* TASK PROMPT
Where the word "dark" occurs in a line of the listing, please copy the line.

- Opening Delimiter -

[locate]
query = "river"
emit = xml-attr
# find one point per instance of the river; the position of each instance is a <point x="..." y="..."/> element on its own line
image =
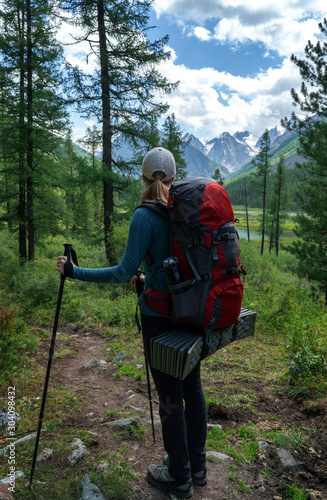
<point x="255" y="234"/>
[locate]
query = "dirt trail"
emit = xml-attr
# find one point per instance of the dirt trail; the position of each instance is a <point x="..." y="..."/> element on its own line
<point x="103" y="393"/>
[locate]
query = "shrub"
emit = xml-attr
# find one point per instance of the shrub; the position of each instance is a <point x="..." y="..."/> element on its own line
<point x="14" y="344"/>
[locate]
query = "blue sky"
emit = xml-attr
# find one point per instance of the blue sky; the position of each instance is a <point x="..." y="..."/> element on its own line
<point x="232" y="58"/>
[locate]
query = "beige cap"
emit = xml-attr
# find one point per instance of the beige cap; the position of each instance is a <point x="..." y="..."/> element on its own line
<point x="159" y="160"/>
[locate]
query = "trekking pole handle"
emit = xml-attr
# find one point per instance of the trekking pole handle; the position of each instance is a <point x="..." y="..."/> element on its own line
<point x="68" y="267"/>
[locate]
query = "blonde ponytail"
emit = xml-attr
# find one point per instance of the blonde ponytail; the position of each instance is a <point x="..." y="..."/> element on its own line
<point x="156" y="190"/>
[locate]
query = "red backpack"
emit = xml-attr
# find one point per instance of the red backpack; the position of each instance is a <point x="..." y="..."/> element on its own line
<point x="203" y="238"/>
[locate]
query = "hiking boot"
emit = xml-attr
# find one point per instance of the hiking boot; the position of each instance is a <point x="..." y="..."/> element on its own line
<point x="159" y="476"/>
<point x="199" y="478"/>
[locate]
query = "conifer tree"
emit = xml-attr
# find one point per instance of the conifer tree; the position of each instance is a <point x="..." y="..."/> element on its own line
<point x="263" y="167"/>
<point x="311" y="248"/>
<point x="30" y="60"/>
<point x="123" y="88"/>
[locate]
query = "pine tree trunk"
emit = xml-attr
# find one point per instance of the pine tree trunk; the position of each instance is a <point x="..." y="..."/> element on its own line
<point x="21" y="157"/>
<point x="263" y="214"/>
<point x="106" y="133"/>
<point x="29" y="142"/>
<point x="278" y="214"/>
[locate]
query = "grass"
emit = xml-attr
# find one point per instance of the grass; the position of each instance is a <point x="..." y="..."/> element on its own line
<point x="291" y="326"/>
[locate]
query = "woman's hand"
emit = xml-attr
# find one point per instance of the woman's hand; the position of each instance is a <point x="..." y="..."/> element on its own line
<point x="62" y="259"/>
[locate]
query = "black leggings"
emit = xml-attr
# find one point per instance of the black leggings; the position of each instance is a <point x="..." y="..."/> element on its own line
<point x="184" y="429"/>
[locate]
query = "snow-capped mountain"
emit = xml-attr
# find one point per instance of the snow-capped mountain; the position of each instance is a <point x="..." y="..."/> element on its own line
<point x="203" y="156"/>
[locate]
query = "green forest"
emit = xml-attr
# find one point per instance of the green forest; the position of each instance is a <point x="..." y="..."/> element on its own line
<point x="53" y="191"/>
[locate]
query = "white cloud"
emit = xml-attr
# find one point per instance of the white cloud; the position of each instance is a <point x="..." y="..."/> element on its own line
<point x="202" y="33"/>
<point x="209" y="101"/>
<point x="253" y="12"/>
<point x="75" y="53"/>
<point x="249" y="103"/>
<point x="285" y="37"/>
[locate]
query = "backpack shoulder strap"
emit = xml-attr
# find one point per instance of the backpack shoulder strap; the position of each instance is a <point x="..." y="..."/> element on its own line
<point x="157" y="206"/>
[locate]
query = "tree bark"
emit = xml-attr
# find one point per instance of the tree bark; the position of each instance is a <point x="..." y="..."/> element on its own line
<point x="106" y="132"/>
<point x="29" y="142"/>
<point x="21" y="157"/>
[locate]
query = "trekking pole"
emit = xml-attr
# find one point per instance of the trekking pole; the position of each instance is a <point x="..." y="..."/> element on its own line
<point x="139" y="290"/>
<point x="68" y="251"/>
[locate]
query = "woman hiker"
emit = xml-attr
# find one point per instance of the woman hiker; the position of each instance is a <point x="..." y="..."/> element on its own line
<point x="183" y="429"/>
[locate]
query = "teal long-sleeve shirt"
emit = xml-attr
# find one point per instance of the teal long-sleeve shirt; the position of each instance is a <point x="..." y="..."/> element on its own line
<point x="148" y="232"/>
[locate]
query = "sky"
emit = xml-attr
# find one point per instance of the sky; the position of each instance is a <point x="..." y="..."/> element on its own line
<point x="232" y="60"/>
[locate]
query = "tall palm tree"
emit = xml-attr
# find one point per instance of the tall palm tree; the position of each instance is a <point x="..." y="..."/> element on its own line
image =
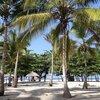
<point x="20" y="43"/>
<point x="4" y="13"/>
<point x="6" y="10"/>
<point x="51" y="38"/>
<point x="82" y="32"/>
<point x="66" y="11"/>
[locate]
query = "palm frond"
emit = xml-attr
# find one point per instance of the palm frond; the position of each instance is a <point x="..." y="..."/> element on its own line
<point x="29" y="20"/>
<point x="92" y="51"/>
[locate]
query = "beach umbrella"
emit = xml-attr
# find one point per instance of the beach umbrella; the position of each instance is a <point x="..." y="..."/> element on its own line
<point x="32" y="74"/>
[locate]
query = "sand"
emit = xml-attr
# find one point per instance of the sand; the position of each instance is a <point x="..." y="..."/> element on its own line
<point x="41" y="91"/>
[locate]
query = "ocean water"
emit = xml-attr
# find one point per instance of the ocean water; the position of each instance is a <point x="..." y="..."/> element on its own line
<point x="59" y="78"/>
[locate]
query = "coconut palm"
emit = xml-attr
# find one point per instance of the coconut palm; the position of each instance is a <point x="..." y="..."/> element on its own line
<point x="6" y="10"/>
<point x="51" y="38"/>
<point x="4" y="13"/>
<point x="82" y="32"/>
<point x="66" y="11"/>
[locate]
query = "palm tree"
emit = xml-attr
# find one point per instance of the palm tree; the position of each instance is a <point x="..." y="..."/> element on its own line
<point x="4" y="13"/>
<point x="51" y="38"/>
<point x="82" y="32"/>
<point x="66" y="12"/>
<point x="20" y="43"/>
<point x="6" y="10"/>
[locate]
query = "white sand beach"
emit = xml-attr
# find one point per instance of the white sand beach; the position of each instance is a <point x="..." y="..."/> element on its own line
<point x="41" y="91"/>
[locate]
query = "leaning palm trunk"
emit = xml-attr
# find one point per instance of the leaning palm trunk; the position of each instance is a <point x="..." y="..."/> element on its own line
<point x="51" y="76"/>
<point x="15" y="72"/>
<point x="85" y="85"/>
<point x="4" y="55"/>
<point x="66" y="93"/>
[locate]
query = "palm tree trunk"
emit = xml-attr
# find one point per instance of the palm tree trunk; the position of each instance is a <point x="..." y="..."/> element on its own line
<point x="4" y="55"/>
<point x="66" y="93"/>
<point x="51" y="77"/>
<point x="15" y="72"/>
<point x="85" y="85"/>
<point x="9" y="83"/>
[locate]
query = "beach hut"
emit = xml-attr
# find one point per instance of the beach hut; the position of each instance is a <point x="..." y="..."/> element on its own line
<point x="33" y="75"/>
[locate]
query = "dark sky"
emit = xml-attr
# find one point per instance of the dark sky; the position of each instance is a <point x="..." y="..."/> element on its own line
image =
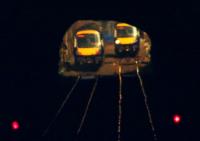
<point x="31" y="89"/>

- Closing Delimiter -

* ANSWER AREA
query = "dark sky"
# find one point per instance of the dark sky; the position of each instance is a <point x="..." y="..."/> element on its own line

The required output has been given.